- _Text under study_
"""
In a country surrounded by linguistically distinct neighbours, Korean diplomacy has always relied on interpreters.
They were a vital part of the national foreign policies of sadae 'serving the great' (i.e. China) and gyorin 'neighbourly relations'.
King Chungnyeol of Goryeo established the T'ongmun'gwan (通文館 'Office of Interpretation') in 1276 to train interpreters in Chinese and (possibly) Mongolian.

In 1393, the second year of the Joseon period, the Bureau of Interpreters was established as part of the Ministry of Rites.
Regulations stipulated that its director would be an official of the principal third rank.
The bureau operated until 1894, when it was abolished as part of the Gabo Reforms.
The bureau was based in buildings to the west of the Six Ministries in the central district of the capital, Hanyang (modern Seoul).
The site is marked by a plaque on Saemunan-ro 5-gil behind the Sejong Center for the Performing Arts.

== Languages ==

A memorial from 1394 mentions instruction in Chinese and Mongolian.
The most important and most taught language was always Chinese, reflecting Korea's key foreign relationship and the sadae policy.
Each year, three or four delegations were sent to the Chinese court, including about 20 official interpreters.
Some of the most promising students were included, to give them immersive practice.

The study of Mongolian had originally been introduced when Goryeo was a vassal state of the Mongol Yuan dynasty. After the collapse of the Mongol empire, Joseon Korea had few dealings with the Mongols, but Mongolian language skills were retained as a strategic measure, in case the Mongols should again rise and threaten Korea.

Japanese and Jurchen became regular subjects in 1414 and 1426 respectively.
Together, these were known as the 'four studies' (Sahak 四學), with Jurchen later being succeeded by Manchu.
The Jianzhou Jurchen (the Manchus) invaded Korea in 1627 and 1637, before overthrowing the Ming in 1644 and establishing the Qing dynasty in China.
From then on, the Manchu language (viewed by Koreans as a later form of Jurchen) was ranked next to Chinese by the Bureau.

== Interpreters ==

Local official interpreter schools and the route of official missions to China

The bureau was responsible for training interpreters, with about 100 students in the 15th century, increasing to over 200 in the 18th century,
In addition, branch schools were established near the frontiers in the early 15th century:
- Instructors in Chinese were located in the main cities along the route to China: Hwangju, Pyongyang and Uiju.
- Instructors in Japanese were located in Busan and other southeastern ports.
- Instructors in Jurchen (later replaced by Manchu) were located in towns along the northern border: Uiju, Changsong, Pukchong, Pyoktong, Wiwon and Manpo.
A school was established on Jeju Island in 1671, teaching Chinese and Japanese.
There were no local schools for Mongolian until the late 19th century, as there were no Korean contacts with the Mongols.

Language education at the bureau began at age 15 and took about three years.
The bureau administered the interpreter's examination, one of the gwageo (civil service examinations).
The examinations for the technical professions – interpretation, medicine, astronomy and law – were labelled "miscellaneous" and considered of lower status than the literary and military examinations.
"""
- _Required work_
A. From the text on the Joseon Bureau of Interpreters, list every town named as a location of instructors in Jurchen (later Manchu).
B. Write the next passage of the text on the Joseon Bureau of Interpreters, picking up after its final sentence.
The material that comes next has no connection to the text on the Joseon Bureau of Interpreters.

- _Items drawn from a data source_
"""
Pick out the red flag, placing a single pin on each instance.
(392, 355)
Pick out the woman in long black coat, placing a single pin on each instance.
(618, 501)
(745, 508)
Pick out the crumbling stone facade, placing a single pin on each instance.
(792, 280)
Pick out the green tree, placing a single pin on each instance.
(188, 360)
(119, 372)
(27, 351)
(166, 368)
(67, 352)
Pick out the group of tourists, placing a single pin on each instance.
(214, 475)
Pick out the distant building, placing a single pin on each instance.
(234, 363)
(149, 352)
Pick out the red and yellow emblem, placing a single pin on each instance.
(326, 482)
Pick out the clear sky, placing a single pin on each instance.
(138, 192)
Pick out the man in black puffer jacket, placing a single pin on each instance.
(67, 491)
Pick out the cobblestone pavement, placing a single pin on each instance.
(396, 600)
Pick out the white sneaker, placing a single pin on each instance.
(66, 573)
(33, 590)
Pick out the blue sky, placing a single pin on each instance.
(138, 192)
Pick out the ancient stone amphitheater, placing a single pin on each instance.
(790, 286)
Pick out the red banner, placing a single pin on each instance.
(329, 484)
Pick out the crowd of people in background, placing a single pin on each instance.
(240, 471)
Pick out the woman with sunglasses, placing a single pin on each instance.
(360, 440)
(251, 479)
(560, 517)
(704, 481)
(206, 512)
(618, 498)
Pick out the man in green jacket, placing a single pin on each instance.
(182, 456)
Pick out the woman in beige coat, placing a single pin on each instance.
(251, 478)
"""
- _Answers for this exercise_
A. Uiju, Changsong, Pukchong, Pyoktong, Wiwon, Manpo

B.
As with the other categories, regular examinations occurred every three years, but there were also special examinations to celebrate important events.
The examination for each language began with a preliminary stage, from which the best performers advanced to a "re-examination" stage for final selection of a prescribed number of interpreters.
Each stage consisted of two parts, a test (oral for Chinese, written for other languages) and a translation of part of the Joseon legal code (Gyeongguk daejeon).
Local examinations were offered in Chinese only, in the three cities on the route to China.

The profession of interpreter was continually denigrated by officials of the dominant yangban class.
Various kings, mindful of the need for skilled interpreters, sought to raise the status of the profession, both by encouraging yangban youths to become interpreters and by trying to elevate interpreters to yangban status.
Both policies failed, but the supply of interpreters was maintained through regulations requiring provincial governors to supply talented youths for training.
The social status of interpreters was eventually resolved through the formation of the chungin class for the technical professions in the 17th century, after which the profession was largely hereditary.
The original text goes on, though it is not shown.